- **Aufgabe**:
Zitiere aus dem Bericht über das U23-Spiel wörtlich die Stelle, die bei „Ich fand meinen“ beginnt und bei „die Außenlinie sprang.“ endet.
━━━━━ Vorliegender Text ━━━━━
Die Frau im Kassenhäuschen unterhielt sich mit zwei davor stehenden Männern mittleren Alters. Mit den Worten »Ihr verscheucht mir meine Kunden!« reagierte sie auf mein Näherkommen und trieb die Plaudernden zur Seite. Beim Eintreten durch die Tore, beim Näherkommen an die Spielfeldumgrenzung war der vorherrschende Geruch nicht der von Bier, Bratwurst oder Zigaretten, es roch nicht nach abziehendem Feuerwerksnebel. Der Duft, der in meine Nase stieg, war der eines sorgsam gepflegten Rasens.

Die Stille des Hinwegs löste sich auch im Stadion nicht auf, mir fiel ein: Die erste Mannschaft der Gäste hatte an diesem Tag ebenfalls ein Spiel, das sich mit dem der U23 überlappte; der Gästebereich war darum vollkommen leer. Die Heimfans waren nicht im Mindesten an Gesängen oder Rufen interessiert, sie waren des Zusehens wegen gekommen und verhielten sich völlig ruhig.

Ich fand meinen Platz nahe der Mittellinie, auf angenehmer Höhe, die freie Platzwahl bei Spielen der zweiten Mannschaft ist Usus und angesichts der üblichen Zuschauerzahlen nicht weiter problematisch. Über die Zahl der Zuseher herrschte später Uneinigkeit; der Verein schrieb von 243, der kicker von 234 Zuschauern. Mit bloßem Auge war nicht zu bestimmen, welche der beiden Zahlen näher an der Wirklichkeit lag; in jedem Fall blieben etwa 6.000 Plätze frei. Auf der Tribüne herrschte eine adventliche Stille, der es zu verdanken war, dass zu hören war, welche Anweisungen die Trainer ihre Spielern gaben, mit welchen Worten der Schiedsrichter die Spieler bedachte, mit welchen Worten die Spieler sich verständigten und wie Kevin Akpoguma »Ficken, Mann!« rief, als ihm nach starker Balleroberung das Spielgerät über die Außenlinie sprang.
━━━━━ Auszüge der Liste ━━━━━
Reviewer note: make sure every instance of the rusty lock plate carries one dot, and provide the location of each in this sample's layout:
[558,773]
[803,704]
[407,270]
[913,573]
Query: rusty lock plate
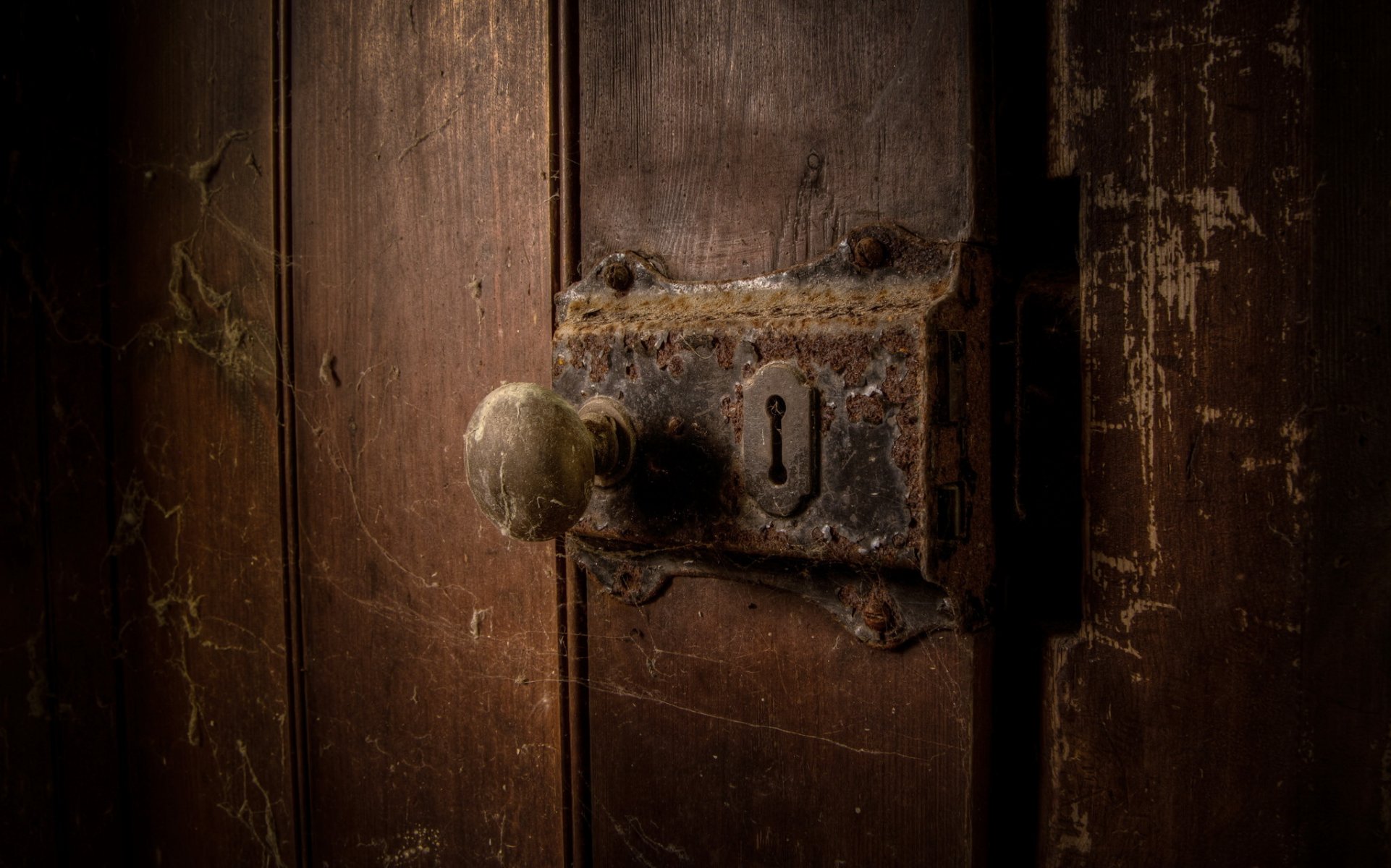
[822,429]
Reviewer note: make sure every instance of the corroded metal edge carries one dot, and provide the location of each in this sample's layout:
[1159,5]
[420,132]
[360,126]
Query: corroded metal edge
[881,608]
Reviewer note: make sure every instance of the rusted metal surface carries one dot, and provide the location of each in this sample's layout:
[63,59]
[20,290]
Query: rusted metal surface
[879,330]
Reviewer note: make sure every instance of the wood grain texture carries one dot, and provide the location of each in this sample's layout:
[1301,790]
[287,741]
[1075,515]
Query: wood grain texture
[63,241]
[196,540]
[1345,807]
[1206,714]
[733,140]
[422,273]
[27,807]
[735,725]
━━━━━
- **Richtiges Ergebnis**:
Ich fand meinen Platz nahe der Mittellinie, auf angenehmer Höhe, die freie Platzwahl bei Spielen der zweiten Mannschaft ist Usus und angesichts der üblichen Zuschauerzahlen nicht weiter problematisch. Über die Zahl der Zuseher herrschte später Uneinigkeit; der Verein schrieb von 243, der kicker von 234 Zuschauern. Mit bloßem Auge war nicht zu bestimmen, welche der beiden Zahlen näher an der Wirklichkeit lag; in jedem Fall blieben etwa 6.000 Plätze frei. Auf der Tribüne herrschte eine adventliche Stille, der es zu verdanken war, dass zu hören war, welche Anweisungen die Trainer ihre Spielern gaben, mit welchen Worten der Schiedsrichter die Spieler bedachte, mit welchen Worten die Spieler sich verständigten und wie Kevin Akpoguma »Ficken, Mann!« rief, als ihm nach starker Balleroberung das Spielgerät über die Außenlinie sprang.